** Begin DATA FOR THE TASK **

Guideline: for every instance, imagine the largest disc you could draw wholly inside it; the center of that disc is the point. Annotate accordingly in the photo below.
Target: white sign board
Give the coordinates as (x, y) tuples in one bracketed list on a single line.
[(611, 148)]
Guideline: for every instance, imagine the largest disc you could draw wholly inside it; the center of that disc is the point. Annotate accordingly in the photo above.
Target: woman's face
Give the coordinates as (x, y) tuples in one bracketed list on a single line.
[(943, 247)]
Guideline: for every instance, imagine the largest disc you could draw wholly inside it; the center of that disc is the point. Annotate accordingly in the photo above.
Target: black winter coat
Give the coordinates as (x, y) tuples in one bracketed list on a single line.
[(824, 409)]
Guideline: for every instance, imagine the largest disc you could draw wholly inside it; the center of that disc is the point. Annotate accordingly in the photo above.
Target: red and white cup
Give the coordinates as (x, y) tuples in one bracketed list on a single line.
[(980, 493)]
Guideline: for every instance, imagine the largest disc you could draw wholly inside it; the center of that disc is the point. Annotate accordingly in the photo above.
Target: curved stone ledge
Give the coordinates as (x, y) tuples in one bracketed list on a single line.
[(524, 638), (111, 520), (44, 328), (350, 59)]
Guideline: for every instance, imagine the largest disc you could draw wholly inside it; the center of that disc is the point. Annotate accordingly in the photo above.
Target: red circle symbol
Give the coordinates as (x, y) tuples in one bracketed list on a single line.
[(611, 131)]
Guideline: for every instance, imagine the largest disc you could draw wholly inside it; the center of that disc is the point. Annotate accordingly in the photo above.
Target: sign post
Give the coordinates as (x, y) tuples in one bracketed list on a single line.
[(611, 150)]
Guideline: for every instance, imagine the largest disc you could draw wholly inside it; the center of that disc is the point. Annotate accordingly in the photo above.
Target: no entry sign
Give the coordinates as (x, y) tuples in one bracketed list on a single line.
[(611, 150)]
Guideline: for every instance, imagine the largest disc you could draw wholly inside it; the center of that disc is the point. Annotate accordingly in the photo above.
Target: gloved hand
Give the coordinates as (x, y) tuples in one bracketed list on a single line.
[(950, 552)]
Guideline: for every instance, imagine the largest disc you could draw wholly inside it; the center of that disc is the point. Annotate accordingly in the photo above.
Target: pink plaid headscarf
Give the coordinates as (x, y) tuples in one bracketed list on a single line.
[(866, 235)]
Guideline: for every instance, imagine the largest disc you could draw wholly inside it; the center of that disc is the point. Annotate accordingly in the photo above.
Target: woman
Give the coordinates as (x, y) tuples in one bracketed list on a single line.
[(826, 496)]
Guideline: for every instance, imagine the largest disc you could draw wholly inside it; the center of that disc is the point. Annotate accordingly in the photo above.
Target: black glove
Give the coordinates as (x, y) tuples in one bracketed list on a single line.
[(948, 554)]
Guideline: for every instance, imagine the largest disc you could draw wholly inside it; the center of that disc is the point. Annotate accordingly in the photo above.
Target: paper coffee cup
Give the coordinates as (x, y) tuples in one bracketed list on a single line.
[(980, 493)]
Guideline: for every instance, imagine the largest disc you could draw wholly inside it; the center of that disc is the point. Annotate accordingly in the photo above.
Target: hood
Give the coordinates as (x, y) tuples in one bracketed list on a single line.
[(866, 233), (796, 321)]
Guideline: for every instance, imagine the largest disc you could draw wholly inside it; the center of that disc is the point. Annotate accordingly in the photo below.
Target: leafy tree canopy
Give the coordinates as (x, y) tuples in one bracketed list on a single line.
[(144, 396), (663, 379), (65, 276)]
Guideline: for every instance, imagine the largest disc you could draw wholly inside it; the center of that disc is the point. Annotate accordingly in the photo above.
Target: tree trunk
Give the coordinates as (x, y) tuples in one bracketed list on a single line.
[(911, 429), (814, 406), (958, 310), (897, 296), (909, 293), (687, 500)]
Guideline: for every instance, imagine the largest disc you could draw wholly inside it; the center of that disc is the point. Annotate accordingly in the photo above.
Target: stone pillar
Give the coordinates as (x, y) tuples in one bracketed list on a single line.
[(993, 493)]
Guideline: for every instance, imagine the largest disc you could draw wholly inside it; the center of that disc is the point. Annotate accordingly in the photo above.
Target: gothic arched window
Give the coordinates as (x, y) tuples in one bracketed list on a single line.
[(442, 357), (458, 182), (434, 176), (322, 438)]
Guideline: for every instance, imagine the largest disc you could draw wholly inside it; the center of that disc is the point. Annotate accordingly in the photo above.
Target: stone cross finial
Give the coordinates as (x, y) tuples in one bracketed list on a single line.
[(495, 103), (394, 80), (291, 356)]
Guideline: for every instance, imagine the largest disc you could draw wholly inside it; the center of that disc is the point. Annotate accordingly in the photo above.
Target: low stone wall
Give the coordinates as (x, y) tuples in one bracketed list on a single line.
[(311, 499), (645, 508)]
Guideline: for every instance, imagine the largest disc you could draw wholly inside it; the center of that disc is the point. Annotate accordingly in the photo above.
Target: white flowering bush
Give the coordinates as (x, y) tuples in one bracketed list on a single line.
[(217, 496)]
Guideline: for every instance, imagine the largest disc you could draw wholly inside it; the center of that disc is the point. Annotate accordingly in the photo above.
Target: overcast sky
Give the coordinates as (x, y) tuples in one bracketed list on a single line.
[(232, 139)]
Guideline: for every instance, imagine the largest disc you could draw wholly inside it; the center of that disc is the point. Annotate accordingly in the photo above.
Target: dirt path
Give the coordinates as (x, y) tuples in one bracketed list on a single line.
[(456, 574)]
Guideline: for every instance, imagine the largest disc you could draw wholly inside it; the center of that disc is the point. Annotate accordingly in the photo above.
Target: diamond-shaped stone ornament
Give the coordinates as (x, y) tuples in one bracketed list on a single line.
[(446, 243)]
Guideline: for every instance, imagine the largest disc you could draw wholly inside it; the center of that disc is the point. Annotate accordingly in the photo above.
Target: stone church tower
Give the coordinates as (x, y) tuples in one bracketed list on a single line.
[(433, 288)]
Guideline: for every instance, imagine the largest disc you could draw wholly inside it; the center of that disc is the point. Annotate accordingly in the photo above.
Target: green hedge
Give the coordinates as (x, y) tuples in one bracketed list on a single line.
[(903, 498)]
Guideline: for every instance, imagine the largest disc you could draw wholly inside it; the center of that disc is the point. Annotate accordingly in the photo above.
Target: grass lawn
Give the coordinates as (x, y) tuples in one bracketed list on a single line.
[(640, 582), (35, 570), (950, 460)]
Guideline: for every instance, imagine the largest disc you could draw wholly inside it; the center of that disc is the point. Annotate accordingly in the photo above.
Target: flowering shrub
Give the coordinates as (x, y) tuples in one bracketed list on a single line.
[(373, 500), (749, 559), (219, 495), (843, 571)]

** End DATA FOR THE TASK **

## SHORT TASK:
Update the records above by replacing every "disc" with "circle" and leaving all other text unchanged.

## TASK RESPONSE:
Guideline: for every instance, imagine the largest circle you could draw wholly inside it; the center of that circle is the point. Annotate accordingly in the photo below.
Target: white sign board
Give the coordinates as (x, y) tuples in one bracketed list on a single line.
[(611, 148)]
Guideline: for every instance, imagine the largest circle you could draw wholly inside it; the center of that circle is the point. Annotate accordingly in the photo above.
Target: woman's face
Give the coordinates as (x, y) tuples in one bracketed list on a single line.
[(943, 247)]
Guideline: for every instance, imagine the largest circle you could draw wholly inside it; the center of that circle is the point. Annotate accordingly in the photo above.
Target: black winter coat
Give the coordinates as (x, y) tuples in one bracketed list on a single line.
[(824, 409)]
Guideline: for every instance, imagine the largest circle you could draw wholly inside it; the center of that circle is the point. Annotate accordingly in the photo above.
Target: red and white cup
Give the coordinates as (x, y) tuples in one bracketed list on a single line.
[(980, 493)]
Guideline: for every instance, imagine the largest circle you could draw wholly inside it; the center of that circle is the point. Annotate accordingly in the photo above.
Target: curved stone ledge
Give the coordinates as (x, y) tuples in one bracketed list on a single line.
[(524, 638), (111, 520), (44, 328), (350, 59)]
Guideline: for every instance, imagine the largest circle you could draw wholly inside it; the center of that circle is the point. Annotate accordingly in the photo above.
Target: red circle symbol
Give the coordinates as (x, y) tuples in one bracketed list on a single line.
[(611, 131)]
Guideline: for every instance, imagine the largest circle you could draw wholly inside it; the center of that circle is the point. Annotate accordingly in the photo above.
Target: sign post
Give the coordinates as (x, y) tuples in one bracketed list on a single line.
[(611, 150)]
Guideline: for every instance, imagine the largest circle you could draw wholly inside it; the center of that circle is the point. Annotate accordingly in the photo above.
Target: no entry sign
Give the coordinates as (x, y) tuples in one bracketed list on a single line.
[(611, 150)]
Guideline: for every instance, imagine the largest circle you could draw wholly inside it; the center of that circle is the point. Annotate accordingly in the photo above.
Target: gloved hand
Give the coordinates as (x, y) tuples in one bracketed list on a single line.
[(950, 552)]
Guideline: for every instance, imagine the largest circle you could draw wholly inside it; the center of that circle is the point. Annotate accordingly in the photo above.
Target: pink plaid headscarf
Give the coordinates as (x, y) tuples in one bracketed list on a single line.
[(866, 235)]
Guideline: for every instance, imagine the largest circle you could draw wholly inside it; the center of that circle is the point. Annotate accordingly in the photo above.
Target: woman
Give the coordinates as (x, y) tuples in one bracketed list on a single line.
[(826, 496)]
Guideline: for every instance, imagine the largest circle you could draw wholly inside it; the center of that circle is the point. Annotate accordingly in the photo above.
Target: black glove
Give the coordinates as (x, y) tuples in one bracketed list on a single line.
[(948, 554)]
Guideline: for every instance, imagine the largest circle you could draw wholly inside it; the center of that circle is the point. Annotate accordingly in the photo above.
Target: paper coffee cup
Give the coordinates as (x, y) tuples in one bracketed list on a single line.
[(980, 493)]
Guideline: for every instance, imagine the largest circle you could draw wholly inside it; the center of that circle is the point. Annotate accordingly in the photo above.
Target: hood
Give the coordinates as (x, y) tuples in one bracketed list on a single line.
[(866, 233), (796, 321)]
Guideline: for every instance, imagine the largest circle you could draw wholly inside it; the center of that circle is the point. Annotate accordingly in the photo below.
Target: leafy tree canopy
Give the coordinates as (x, y) tuples in one bracketed list on a single line.
[(144, 396), (663, 379), (65, 276)]
Guideline: for every instance, imagine the largest circle you could draw wholly inside it; the center of that circle is the point. Annotate accordingly in the photo above.
Target: tree trunk
Give the coordinates as (x, y) tuples in one bracketed list on a single line.
[(911, 429), (814, 406), (958, 310), (897, 296), (909, 293), (687, 500)]
Guideline: for every instance, imagine the largest circle you could draw wholly inside it; the center of that circle is the point. Annotate accordingly in the photo above.
Target: stone pillar
Give the coordinates as (x, y) tuples in one bracketed list on a single line.
[(993, 493)]
Guideline: for every instance, imagine the largest circle you could draw wholly inside it; the center of that circle is the point. Annotate accordingly in the photo above.
Target: gothic arched window
Give the coordinates as (x, y) tuples in one bracketed list on a single line.
[(442, 357), (458, 182), (434, 176), (322, 438)]
Guideline: for every instance, imagine the largest circle you could draw wholly inside it; the center of that circle is the point. Annotate accordingly in the photo above.
Target: stone cross finial
Give the coordinates as (x, y) tuples in one bracketed list on a single line.
[(495, 103), (394, 80), (291, 356)]
Guideline: for every instance, imagine the largest circle you could draw wholly inside it; the center of that circle is the point. Annotate accordingly in the photo above.
Target: low stone wall
Give the coordinates as (x, y) tuples in one bracketed list on a single line.
[(311, 499), (645, 508)]
Guideline: for every instance, imagine the largest circle you could draw wholly inside it; the center of that circle is the point. Annotate accordingly in the photo above.
Target: white flowering bush
Give the coordinates as (x, y) tuples in one bracketed list on a single line.
[(217, 496)]
Guideline: for every instance, imagine the largest circle you could draw wholly inside it; the center of that circle is the point. Annotate accordingly in the photo above.
Target: overcast sky
Give the coordinates as (x, y) tuples in one bracketed list on a single line.
[(232, 139)]
Guideline: for every instance, imagine the largest circle you could draw wholly inside it; the center of that circle is the point. Annotate accordingly in the photo above.
Target: dirt path
Give the coordinates as (x, y) tuples in one bracketed list on a single line.
[(456, 574)]
Guideline: for every instance, imagine the largest circle you could draw wholly inside it; the center of that circle is the point. Annotate accordingly in the photo above.
Target: diamond-shaped stone ornament
Give the coordinates as (x, y) tuples in one bracketed list on a single line.
[(446, 243)]
Guideline: for every instance, imagine the largest circle you could draw wholly inside it; the center of that circle is the point. Annotate accordingly in the photo above.
Target: stone church tower
Give the coordinates as (x, y) tuples in one bracketed list on a single line.
[(433, 288)]
Guideline: for every instance, imagine the largest circle you could draw wholly inside it; the center of that circle is the point. Annotate accordingly in the photo above.
Target: green hedge
Give the coordinates as (x, y) tuples in one bracketed list on a single line.
[(903, 498)]
Guideline: for every instance, imagine the largest circle you could draw wholly inside it; the center of that circle is the point. Annotate accordingly in the photo above.
Target: grass lawn
Give the coordinates as (x, y) tuples in one bracketed list on a single line.
[(640, 582), (35, 570), (950, 460)]
Guideline: for every instance, imagine the largest circle you could draw wholly inside it; the center of that circle is the point. Annotate accordingly in the photo above.
Target: flowering shrub
Give the coordinates as (x, y) tuples in one bracketed list on a single line.
[(373, 500), (749, 559), (219, 495), (843, 571)]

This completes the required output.